*** Opening Exercise input ***

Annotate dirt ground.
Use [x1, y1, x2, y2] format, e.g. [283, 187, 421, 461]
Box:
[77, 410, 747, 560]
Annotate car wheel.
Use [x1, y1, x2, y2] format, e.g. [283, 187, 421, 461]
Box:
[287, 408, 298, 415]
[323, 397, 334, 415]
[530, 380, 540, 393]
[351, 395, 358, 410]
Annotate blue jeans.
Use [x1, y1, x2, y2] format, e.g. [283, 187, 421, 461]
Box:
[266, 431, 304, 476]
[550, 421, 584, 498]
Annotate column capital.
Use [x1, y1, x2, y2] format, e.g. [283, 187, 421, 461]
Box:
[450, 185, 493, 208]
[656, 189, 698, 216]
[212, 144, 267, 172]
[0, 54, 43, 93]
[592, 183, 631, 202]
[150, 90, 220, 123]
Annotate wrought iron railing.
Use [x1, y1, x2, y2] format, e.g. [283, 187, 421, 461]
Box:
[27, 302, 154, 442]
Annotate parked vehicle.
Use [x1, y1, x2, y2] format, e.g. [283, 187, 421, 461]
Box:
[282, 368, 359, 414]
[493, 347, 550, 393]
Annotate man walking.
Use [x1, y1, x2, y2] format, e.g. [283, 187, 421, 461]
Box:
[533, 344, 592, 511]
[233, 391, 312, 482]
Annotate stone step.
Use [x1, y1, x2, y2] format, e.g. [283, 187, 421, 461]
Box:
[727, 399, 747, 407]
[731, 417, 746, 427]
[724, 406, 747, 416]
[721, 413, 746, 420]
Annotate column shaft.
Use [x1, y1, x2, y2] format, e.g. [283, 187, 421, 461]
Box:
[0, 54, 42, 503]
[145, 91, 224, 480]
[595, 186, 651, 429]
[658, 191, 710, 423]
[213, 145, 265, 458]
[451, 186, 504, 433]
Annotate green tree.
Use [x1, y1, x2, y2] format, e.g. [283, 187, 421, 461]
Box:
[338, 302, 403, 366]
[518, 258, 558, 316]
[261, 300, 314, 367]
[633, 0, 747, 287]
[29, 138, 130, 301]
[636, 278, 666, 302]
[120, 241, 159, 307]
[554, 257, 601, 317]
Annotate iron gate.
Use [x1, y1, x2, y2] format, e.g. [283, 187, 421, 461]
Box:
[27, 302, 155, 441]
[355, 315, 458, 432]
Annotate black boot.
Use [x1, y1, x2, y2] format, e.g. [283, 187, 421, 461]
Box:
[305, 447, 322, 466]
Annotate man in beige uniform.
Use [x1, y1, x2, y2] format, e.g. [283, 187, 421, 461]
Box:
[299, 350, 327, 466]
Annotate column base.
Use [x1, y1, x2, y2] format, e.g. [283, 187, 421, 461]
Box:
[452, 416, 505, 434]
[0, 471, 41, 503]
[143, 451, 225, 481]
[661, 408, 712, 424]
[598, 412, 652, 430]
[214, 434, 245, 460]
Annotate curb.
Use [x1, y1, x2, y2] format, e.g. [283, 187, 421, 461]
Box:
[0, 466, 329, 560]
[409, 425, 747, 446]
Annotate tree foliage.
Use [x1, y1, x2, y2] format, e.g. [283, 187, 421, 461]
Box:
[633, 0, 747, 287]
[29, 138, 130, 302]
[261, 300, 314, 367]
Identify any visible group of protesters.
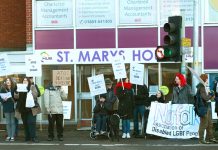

*** Closing Exercise input ***

Action item
Each line above should be written out again unchanged; no images are to be carried over.

Worked solution
Annotate dirt ground.
Use [x1, y1, x2, y2] format, e.g. [283, 187, 421, 461]
Box:
[77, 410, 747, 560]
Annotate car wheel.
Use [x1, y1, x2, y2] format, e.g. [283, 187, 421, 461]
Box:
[287, 408, 298, 415]
[323, 397, 334, 415]
[530, 380, 540, 393]
[351, 395, 358, 410]
Annotate blue jeans.
Use [x1, y1, x2, y2] format, e.g. [283, 187, 421, 461]
Box:
[266, 431, 304, 476]
[550, 421, 584, 498]
Annotate column capital.
Use [x1, y1, x2, y2] format, e.g. [283, 187, 421, 461]
Box:
[450, 185, 493, 208]
[656, 189, 698, 216]
[212, 144, 267, 172]
[0, 54, 43, 93]
[592, 183, 631, 202]
[150, 90, 220, 123]
Annotate wrought iron railing.
Use [x1, y1, x2, y2] format, e.g. [283, 187, 421, 461]
Box:
[27, 302, 154, 442]
Annotate parked vehicle.
Use [x1, y1, x2, y2] format, e.g. [283, 187, 421, 461]
Box:
[282, 368, 359, 414]
[493, 347, 550, 393]
Annotate man walking.
Use [x1, y1, x2, y2] format, e.g. [283, 187, 421, 461]
Box:
[533, 344, 592, 511]
[233, 391, 312, 482]
Annotate stone step.
Use [x1, y1, x2, y2] format, e.g. [283, 187, 421, 461]
Box:
[727, 399, 747, 407]
[731, 417, 746, 427]
[724, 406, 747, 416]
[721, 413, 746, 420]
Annotate column shaft.
Use [x1, y1, x2, y2] format, e.g. [283, 187, 421, 461]
Box:
[0, 54, 42, 503]
[145, 91, 224, 480]
[595, 186, 651, 429]
[658, 191, 710, 423]
[213, 145, 265, 458]
[451, 186, 504, 433]
Annotate green tree.
Use [x1, y1, x2, y2] format, e.g. [283, 187, 421, 461]
Box:
[338, 302, 403, 366]
[518, 258, 558, 316]
[261, 300, 314, 367]
[633, 0, 747, 287]
[29, 138, 130, 301]
[636, 278, 666, 302]
[120, 241, 159, 307]
[554, 257, 601, 317]
Annotate iron gate.
Use [x1, y1, x2, y2] format, e.g. [283, 187, 421, 461]
Box:
[27, 302, 155, 441]
[355, 315, 458, 432]
Annotate black boot.
Use [x1, y1, x2, y2] format, e.g. [283, 187, 421, 461]
Box:
[305, 447, 322, 466]
Annotate man in beige uniform.
Use [x1, y1, x2, y2] format, e.g. [283, 187, 421, 461]
Box:
[299, 350, 327, 466]
Annotate column base.
Use [x1, y1, x2, y2] format, e.g. [283, 187, 421, 461]
Box:
[452, 416, 505, 434]
[0, 471, 41, 503]
[143, 451, 225, 481]
[661, 408, 712, 424]
[598, 412, 652, 430]
[214, 434, 245, 460]
Annotate curb.
Use [x1, y1, x2, y2] format, e.g. [283, 187, 421, 461]
Box:
[0, 466, 329, 560]
[409, 425, 747, 446]
Annotate tree foliage.
Use [x1, y1, x2, y2] format, e.g. [283, 187, 421, 461]
Box:
[633, 0, 747, 287]
[29, 138, 130, 302]
[261, 300, 314, 367]
Identify any visible group of protesters.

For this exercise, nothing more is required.